PROBLEM TO SOLVE:
Transcribe the data that follows precisely, omitting nothing.

START

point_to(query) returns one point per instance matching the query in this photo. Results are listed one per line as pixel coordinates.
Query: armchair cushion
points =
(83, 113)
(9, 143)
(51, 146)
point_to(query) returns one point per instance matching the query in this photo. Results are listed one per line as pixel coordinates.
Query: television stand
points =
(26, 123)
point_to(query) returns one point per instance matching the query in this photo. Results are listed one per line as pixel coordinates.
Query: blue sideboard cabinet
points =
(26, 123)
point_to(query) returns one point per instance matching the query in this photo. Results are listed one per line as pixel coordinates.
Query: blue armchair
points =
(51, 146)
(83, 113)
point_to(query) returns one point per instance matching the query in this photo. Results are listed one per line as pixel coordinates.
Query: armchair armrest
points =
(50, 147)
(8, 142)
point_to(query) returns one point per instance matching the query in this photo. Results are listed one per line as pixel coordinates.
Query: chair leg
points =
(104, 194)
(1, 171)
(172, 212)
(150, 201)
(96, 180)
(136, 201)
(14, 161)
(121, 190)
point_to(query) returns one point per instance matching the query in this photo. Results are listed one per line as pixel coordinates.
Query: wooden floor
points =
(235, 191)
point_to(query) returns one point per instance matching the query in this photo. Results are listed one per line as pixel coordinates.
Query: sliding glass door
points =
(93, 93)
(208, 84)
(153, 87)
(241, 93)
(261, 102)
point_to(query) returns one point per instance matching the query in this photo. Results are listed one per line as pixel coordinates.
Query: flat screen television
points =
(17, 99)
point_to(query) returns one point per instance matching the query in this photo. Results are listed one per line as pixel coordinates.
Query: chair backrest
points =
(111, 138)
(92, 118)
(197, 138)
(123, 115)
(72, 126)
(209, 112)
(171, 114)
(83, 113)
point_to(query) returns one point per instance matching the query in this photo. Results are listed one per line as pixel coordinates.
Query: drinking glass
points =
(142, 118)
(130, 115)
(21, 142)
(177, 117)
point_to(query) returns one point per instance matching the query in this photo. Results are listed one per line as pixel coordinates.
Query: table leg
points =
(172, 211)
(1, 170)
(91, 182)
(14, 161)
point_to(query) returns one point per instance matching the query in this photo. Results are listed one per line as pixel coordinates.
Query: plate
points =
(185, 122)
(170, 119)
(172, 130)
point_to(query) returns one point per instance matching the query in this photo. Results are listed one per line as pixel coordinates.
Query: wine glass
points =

END

RESPONSE TO THE EXERCISE:
point_to(query) returns one point per instance matching the query in this photo. Results are listed one per line as pixel coordinates.
Query: armchair cushion
points =
(83, 113)
(9, 143)
(51, 146)
point_to(query) returns one point per instance matching the query in this photo. Results are listed one per line as pixel coordinates.
Query: television stand
points =
(26, 123)
point_to(query) returns one point per instance matching the query in this photo. Results are listed one per line as pixel coordinates.
Query: blue sideboard cabinet
points =
(26, 123)
point_to(query) returns one point per instance matching the query in this photo. Results are listed one per line as pixel coordinates.
Query: blue armchair
points =
(51, 146)
(83, 113)
point_to(query) returns one point per instance matching the query in this photo. Results are listed one per line as pixel coordinates.
Query: armchair armrest
points =
(50, 147)
(8, 142)
point_to(query) returns one point per instance matching the query in this photo. Results are listed one per line as pixel coordinates.
Query: chair leg
points =
(104, 194)
(1, 171)
(172, 212)
(150, 201)
(96, 180)
(136, 201)
(14, 161)
(121, 190)
point_to(query) returns one point per instance matching the query in this photo. Results are listed one per line as pixel coordinates.
Query: wooden floor
points =
(235, 191)
point_to(query) returns one point per instance matching the query in this photo. Results are listed one per line as pixel coordinates.
Query: sliding glass door
points =
(93, 93)
(208, 84)
(153, 87)
(241, 93)
(261, 102)
point_to(query) returns one point per instance matching the query in this photo. Results are listed one per line as pixel coordinates.
Query: flat screen television
points =
(17, 99)
point_to(query) returns one point per instance matching the query in this photo. Results are listed one per line as pixel coordinates.
Query: chair backrest
points =
(111, 138)
(92, 118)
(197, 138)
(123, 115)
(72, 126)
(209, 112)
(171, 114)
(83, 113)
point_to(query) returns one point per instance matching the query in this photo. Results are listed one per line as pixel coordinates.
Query: drinking glass
points =
(142, 118)
(130, 115)
(21, 142)
(177, 117)
point_to(query) returns one point per instance matching the query in this photo. Results are listed one per line as pixel coordinates.
Query: table leg
points =
(172, 211)
(1, 170)
(91, 182)
(14, 161)
point_to(query) returns one point per instance matching the query in this photo. Results are listed one per line as pixel coordinates.
Query: plate
points =
(185, 122)
(170, 119)
(172, 130)
point_to(query) returns one point per instance matching the query in this photo. Results are listed one per line as pixel coordinates.
Query: wine glass
points =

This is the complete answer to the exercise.